Return every record exactly as written.

» **Information given**
----

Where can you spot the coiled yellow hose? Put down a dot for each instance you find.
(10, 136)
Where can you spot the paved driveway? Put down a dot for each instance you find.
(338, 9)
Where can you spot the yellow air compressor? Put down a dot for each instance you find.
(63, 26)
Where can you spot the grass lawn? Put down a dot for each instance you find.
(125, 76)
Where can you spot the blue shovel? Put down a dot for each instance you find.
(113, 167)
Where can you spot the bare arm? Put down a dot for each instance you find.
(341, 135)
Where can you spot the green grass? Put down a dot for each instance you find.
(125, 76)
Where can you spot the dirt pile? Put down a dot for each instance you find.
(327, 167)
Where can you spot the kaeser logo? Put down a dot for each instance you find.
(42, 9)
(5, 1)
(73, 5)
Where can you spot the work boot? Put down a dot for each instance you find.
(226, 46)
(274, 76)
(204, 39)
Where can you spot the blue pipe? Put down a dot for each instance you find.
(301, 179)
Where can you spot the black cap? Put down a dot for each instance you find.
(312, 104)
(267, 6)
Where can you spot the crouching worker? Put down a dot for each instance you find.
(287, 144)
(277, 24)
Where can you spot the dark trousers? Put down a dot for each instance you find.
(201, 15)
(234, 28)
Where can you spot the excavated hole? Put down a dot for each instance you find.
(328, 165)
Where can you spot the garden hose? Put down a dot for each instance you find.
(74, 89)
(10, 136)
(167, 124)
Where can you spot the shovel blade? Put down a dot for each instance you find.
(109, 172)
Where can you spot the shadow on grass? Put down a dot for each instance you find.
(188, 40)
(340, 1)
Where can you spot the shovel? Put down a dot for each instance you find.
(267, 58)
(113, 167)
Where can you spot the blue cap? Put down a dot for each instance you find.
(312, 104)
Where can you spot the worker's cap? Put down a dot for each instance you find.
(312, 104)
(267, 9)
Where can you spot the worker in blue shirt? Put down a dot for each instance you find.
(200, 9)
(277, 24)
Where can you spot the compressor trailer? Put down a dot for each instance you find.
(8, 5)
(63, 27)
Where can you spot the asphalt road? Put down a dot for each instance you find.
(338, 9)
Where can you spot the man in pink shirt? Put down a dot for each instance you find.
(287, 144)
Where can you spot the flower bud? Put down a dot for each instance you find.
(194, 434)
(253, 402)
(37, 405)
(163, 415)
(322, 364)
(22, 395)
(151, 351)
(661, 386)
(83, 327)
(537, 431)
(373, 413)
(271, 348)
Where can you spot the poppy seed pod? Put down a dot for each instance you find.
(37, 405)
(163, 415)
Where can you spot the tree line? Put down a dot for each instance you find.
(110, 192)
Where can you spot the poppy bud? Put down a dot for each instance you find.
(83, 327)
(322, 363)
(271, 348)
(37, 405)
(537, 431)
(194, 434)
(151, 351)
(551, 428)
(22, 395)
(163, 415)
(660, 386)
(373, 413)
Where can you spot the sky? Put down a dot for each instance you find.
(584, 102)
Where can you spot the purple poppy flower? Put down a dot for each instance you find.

----

» **Reply to the exercise**
Where can you spot the coiled yellow hose? Put down a dot for each instance you find.
(10, 136)
Where can you spot the paved driveway? Put down a dot for each instance you find.
(338, 9)
Where can you spot the yellow air compressor? Put down a dot for each instance you find.
(63, 26)
Where can you spot the grass lawn? Put down a dot for each instance you find.
(125, 76)
Where can you spot the blue shovel? Put down a dot for each instance you find.
(113, 167)
Where can you spot the bare arm? Put down a dot for each instance you find.
(341, 135)
Where can you spot the green grass? Put down a dot for each instance you find.
(125, 76)
Where can you spot the dirt pile? Put down a dot for each instance you find.
(327, 167)
Where can you spot the kaeser logo? Put down a dot for each instance you find.
(42, 9)
(5, 1)
(73, 5)
Where can you spot the work boot? Put down a dot for each instance you find.
(226, 46)
(274, 76)
(204, 39)
Where can you spot the blue pipe? Put down a dot for each instance you find.
(301, 179)
Where can you spot the black cap? Put down a dot for each instance you find.
(312, 104)
(267, 6)
Where can you spot the crouching worker? Put down a dot for each instance you find.
(287, 144)
(277, 24)
Where can you spot the dark trousers? Put down a dot for each instance you find.
(201, 15)
(234, 28)
Where can you spot the excavated hole? Put down a dot for each instance you find.
(328, 165)
Where can you spot the garden hose? Put down a dot for each instance you find.
(74, 89)
(10, 136)
(167, 124)
Where can you spot the shovel blade? Put down a dot for each instance you find.
(109, 172)
Where can you spot the shadow on grass? Put down a dot for each instance you find.
(188, 40)
(340, 1)
Where can you spot the shovel? Put down a dot for each instance you find.
(267, 58)
(113, 167)
Where can you spot the blue cap? Put down a dot for each instance you find.
(312, 104)
Where can you spot the worker's cap? Put down a dot for each instance you find.
(312, 104)
(267, 9)
Where can you spot the worker in blue shirt? Put down a dot for each instance you find.
(200, 9)
(277, 24)
Where can you spot the compressor trailer? Put down a dot for each instance you find.
(8, 5)
(63, 27)
Where can you spot the asphalt road? Put down a dot for each instance you find.
(338, 9)
Where can you spot the man in pink shirt? Put down a dot for each instance you find.
(287, 144)
Where can you spot the flower bud? Put down a dot for each instance you find.
(194, 434)
(253, 402)
(37, 405)
(163, 415)
(322, 364)
(22, 395)
(151, 351)
(661, 386)
(83, 327)
(537, 431)
(373, 413)
(271, 348)
Where can you spot the poppy seed pod? Put down a dot for each instance you find.
(37, 405)
(163, 415)
Where can you spot the tree line? Put down a dot for each instance you find.
(110, 192)
Where can you spot the poppy bud? Put down a dot for each instance you find.
(83, 327)
(322, 363)
(271, 348)
(37, 405)
(537, 431)
(194, 434)
(151, 351)
(551, 428)
(22, 395)
(163, 415)
(660, 386)
(373, 413)
Where can you spot the sky? Put down a dot for each instance you find.
(584, 102)
Where can you spot the purple poppy flower? Put down a dot for each instance you find.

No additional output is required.